Write out all of the lines below again, requests included, multiplying every coordinate in the answers by 1.65 and rounding each result to a whole number, with halves rounded up. Leave the pictures out of your answer.

(Coordinate annotation records)
....

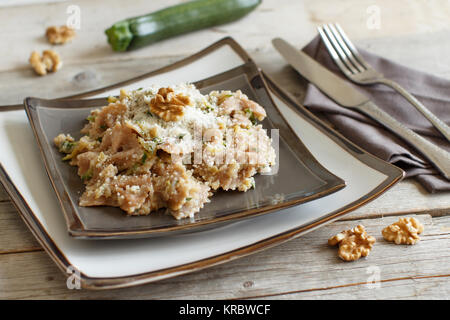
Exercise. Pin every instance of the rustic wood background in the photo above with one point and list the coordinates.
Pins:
(414, 33)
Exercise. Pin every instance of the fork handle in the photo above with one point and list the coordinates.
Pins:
(439, 124)
(437, 156)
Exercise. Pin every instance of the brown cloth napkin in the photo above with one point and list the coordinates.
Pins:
(432, 91)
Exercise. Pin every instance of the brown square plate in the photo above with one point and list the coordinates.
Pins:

....

Reply:
Exercise. Pin every instance of the rustic wood background in the photo above with one point and list the coordinates.
Pins:
(683, 54)
Exercise. Pin every instance of the fork handle in the photo above with one point and list the coordinates.
Pins:
(724, 205)
(721, 257)
Exercise. Pin every instance of the brown cloth napkin in the photo above with one point and list the coordinates.
Pins:
(713, 150)
Exercise. Pin every instance of the brown square plate in the photo above with one point and list the coordinates.
Pins:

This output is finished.